• ENTRIES SHOWN:

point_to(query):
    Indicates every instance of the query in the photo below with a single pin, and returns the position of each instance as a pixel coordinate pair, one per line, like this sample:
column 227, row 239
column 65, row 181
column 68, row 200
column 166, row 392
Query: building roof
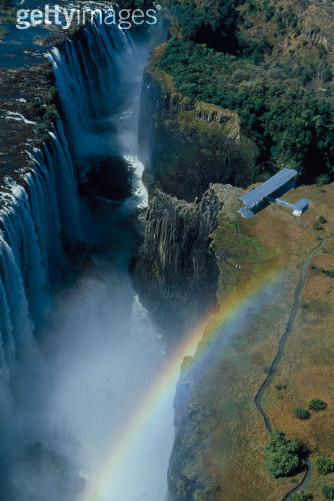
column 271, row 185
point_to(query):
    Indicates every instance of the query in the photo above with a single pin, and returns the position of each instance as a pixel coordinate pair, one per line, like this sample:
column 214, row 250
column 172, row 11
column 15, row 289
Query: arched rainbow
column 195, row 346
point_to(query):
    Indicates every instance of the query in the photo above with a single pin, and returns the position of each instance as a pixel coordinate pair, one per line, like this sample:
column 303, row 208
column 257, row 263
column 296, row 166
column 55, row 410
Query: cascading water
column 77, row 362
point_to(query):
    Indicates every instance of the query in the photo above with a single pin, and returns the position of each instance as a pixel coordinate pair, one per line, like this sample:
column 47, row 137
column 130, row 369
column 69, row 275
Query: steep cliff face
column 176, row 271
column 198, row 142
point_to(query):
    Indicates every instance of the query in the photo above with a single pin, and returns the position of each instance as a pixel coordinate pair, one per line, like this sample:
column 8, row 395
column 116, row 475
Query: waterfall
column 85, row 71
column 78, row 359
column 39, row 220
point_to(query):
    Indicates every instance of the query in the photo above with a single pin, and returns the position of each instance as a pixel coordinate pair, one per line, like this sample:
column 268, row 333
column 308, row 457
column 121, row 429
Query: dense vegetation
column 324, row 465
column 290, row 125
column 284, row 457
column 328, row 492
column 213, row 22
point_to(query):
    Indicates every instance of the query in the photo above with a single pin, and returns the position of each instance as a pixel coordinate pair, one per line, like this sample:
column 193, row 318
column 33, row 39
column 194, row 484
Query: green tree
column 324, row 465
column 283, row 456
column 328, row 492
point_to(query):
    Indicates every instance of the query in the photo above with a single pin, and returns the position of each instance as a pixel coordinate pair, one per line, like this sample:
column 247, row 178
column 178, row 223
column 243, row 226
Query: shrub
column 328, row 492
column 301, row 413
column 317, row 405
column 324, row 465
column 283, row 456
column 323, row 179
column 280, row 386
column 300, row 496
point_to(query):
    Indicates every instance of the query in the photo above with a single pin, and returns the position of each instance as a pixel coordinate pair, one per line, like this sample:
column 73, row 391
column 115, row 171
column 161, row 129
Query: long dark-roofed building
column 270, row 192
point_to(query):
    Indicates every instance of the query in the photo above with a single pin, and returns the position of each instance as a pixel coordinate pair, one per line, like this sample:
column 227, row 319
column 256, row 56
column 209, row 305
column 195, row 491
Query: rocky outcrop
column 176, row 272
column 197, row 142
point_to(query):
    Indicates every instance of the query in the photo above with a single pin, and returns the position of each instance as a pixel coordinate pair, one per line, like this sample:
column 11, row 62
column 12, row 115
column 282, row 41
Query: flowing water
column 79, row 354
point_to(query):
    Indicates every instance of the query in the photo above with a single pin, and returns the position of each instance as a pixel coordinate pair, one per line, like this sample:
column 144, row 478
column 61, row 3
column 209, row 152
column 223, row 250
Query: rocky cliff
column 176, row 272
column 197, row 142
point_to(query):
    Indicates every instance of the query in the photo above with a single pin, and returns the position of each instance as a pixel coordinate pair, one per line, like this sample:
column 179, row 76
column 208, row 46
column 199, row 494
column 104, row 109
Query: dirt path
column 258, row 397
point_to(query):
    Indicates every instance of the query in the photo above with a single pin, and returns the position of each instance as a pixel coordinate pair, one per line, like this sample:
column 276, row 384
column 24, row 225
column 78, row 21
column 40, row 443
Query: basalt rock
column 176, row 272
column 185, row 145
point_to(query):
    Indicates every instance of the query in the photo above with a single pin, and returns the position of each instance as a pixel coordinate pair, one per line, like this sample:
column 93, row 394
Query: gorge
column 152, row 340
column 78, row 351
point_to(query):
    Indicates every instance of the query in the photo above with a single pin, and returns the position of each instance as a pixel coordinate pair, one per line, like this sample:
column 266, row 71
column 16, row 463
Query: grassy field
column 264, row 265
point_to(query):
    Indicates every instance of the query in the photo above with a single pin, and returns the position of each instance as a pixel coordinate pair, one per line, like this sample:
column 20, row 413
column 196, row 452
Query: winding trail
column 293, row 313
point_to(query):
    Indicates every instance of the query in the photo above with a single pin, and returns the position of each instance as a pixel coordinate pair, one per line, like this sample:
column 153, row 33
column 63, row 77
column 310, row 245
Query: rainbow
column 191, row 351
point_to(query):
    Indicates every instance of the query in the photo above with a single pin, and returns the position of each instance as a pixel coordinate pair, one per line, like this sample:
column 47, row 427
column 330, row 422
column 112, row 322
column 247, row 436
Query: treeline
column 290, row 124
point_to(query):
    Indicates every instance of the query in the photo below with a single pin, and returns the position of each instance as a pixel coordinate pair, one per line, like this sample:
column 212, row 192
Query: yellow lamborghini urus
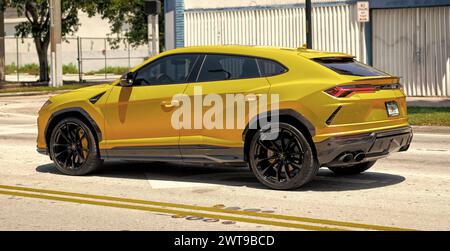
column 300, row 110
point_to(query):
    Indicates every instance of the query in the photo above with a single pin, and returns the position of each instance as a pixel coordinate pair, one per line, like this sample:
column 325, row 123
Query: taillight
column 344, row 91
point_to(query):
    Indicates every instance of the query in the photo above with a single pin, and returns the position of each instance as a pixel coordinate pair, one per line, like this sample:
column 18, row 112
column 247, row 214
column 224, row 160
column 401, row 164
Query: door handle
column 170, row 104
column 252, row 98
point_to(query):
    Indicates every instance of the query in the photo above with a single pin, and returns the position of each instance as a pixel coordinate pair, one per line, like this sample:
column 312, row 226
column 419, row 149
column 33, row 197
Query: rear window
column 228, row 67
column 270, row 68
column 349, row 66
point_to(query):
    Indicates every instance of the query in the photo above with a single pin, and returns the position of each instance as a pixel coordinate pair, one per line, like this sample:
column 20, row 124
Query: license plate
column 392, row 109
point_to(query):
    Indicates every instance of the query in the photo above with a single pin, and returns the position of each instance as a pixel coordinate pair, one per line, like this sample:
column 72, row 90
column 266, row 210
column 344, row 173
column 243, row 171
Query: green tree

• WORK TO COMPLETE:
What you give back must match the lines from the start of the records through the line that contains "column 121, row 429", exactly, with the pictures left out.

• COMPLETED EXERCISE:
point_to(query):
    Indicates every instance of the query in the photo below with a single pin, and returns the position of each instance as a pixel coordinate pair, one per line, like this sample:
column 227, row 239
column 65, row 181
column 68, row 200
column 166, row 392
Query: building roof
column 271, row 185
point_to(query):
    Indicates every instance of the query in the photo above with a single pin, and returns the position of each instance as a pixel coordinate pair, one per line, like this sample:
column 214, row 250
column 172, row 11
column 15, row 289
Query: arched rainbow
column 195, row 346
point_to(query):
    Indicates every instance of the query in the photo above with a single pin, and returns the position of each instance as a pixel coordinate pair, one per line, like this sample:
column 303, row 208
column 257, row 263
column 296, row 166
column 55, row 410
Query: cascading water
column 77, row 362
point_to(query):
    Indicates every instance of the query in the photo above with a single pin, and returns the position of each instance as a pixel coordinate pair, one per line, like this sample:
column 47, row 137
column 130, row 369
column 69, row 275
Query: steep cliff face
column 176, row 271
column 198, row 142
point_to(query):
    Indicates every instance of the query in the photo above with a single pin, and returns the position of each instance as a pixel coordinate pair, one per line, like this sample:
column 8, row 395
column 116, row 475
Query: waterfall
column 85, row 71
column 78, row 359
column 39, row 220
point_to(query):
    Indicates every instance of the query in the photo above with a single pin, and returns the position of each instance as a pixel coordinate pair, one per line, like this sample:
column 268, row 333
column 308, row 457
column 121, row 429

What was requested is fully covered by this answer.